OBJECTIVE – Recast the lines from the start of the records through the line containing "[(270, 510)]", inclusive, as a numbered list, leaving out any blank lines.

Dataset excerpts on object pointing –

--- Start ---

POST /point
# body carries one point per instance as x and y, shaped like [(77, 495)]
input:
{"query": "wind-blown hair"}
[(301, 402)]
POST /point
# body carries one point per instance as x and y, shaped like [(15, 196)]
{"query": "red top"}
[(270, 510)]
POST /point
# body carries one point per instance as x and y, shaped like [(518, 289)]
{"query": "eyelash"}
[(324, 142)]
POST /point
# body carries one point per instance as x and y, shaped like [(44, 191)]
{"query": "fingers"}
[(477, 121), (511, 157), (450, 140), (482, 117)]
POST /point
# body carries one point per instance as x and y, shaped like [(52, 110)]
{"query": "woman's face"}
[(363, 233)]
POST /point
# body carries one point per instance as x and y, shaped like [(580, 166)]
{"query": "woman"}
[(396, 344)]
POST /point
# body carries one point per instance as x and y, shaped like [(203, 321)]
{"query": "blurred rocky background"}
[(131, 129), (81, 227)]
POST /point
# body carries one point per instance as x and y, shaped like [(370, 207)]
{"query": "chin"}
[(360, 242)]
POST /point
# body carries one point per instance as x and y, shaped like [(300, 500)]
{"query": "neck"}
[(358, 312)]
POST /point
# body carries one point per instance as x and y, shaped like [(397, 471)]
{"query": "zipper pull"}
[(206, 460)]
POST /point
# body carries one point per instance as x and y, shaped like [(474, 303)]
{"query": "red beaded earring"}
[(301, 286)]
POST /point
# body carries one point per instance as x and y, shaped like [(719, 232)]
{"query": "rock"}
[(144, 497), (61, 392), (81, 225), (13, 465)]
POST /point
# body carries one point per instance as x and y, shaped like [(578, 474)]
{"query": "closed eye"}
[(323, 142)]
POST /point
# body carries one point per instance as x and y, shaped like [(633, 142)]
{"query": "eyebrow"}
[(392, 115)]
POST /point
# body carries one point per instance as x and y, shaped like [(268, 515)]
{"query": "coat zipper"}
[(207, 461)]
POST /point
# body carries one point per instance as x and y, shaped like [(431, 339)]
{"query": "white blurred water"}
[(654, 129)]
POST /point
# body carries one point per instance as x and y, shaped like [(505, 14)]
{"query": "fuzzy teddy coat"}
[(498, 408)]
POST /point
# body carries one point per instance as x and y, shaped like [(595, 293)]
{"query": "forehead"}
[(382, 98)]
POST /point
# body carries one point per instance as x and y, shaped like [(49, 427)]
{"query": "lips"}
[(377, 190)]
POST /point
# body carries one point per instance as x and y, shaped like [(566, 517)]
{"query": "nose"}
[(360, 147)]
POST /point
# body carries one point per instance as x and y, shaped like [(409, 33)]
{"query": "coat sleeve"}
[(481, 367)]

--- End ---

FINAL RESULT –
1. POST /point
2. # body carries one point per instance as x and y, shaped like [(77, 495)]
3. input:
4. {"query": "wind-blown hair"}
5. [(301, 402)]
6. POST /point
7. # body carries one point per instance as x and y, shaped like [(15, 196)]
8. {"query": "red top"}
9. [(270, 510)]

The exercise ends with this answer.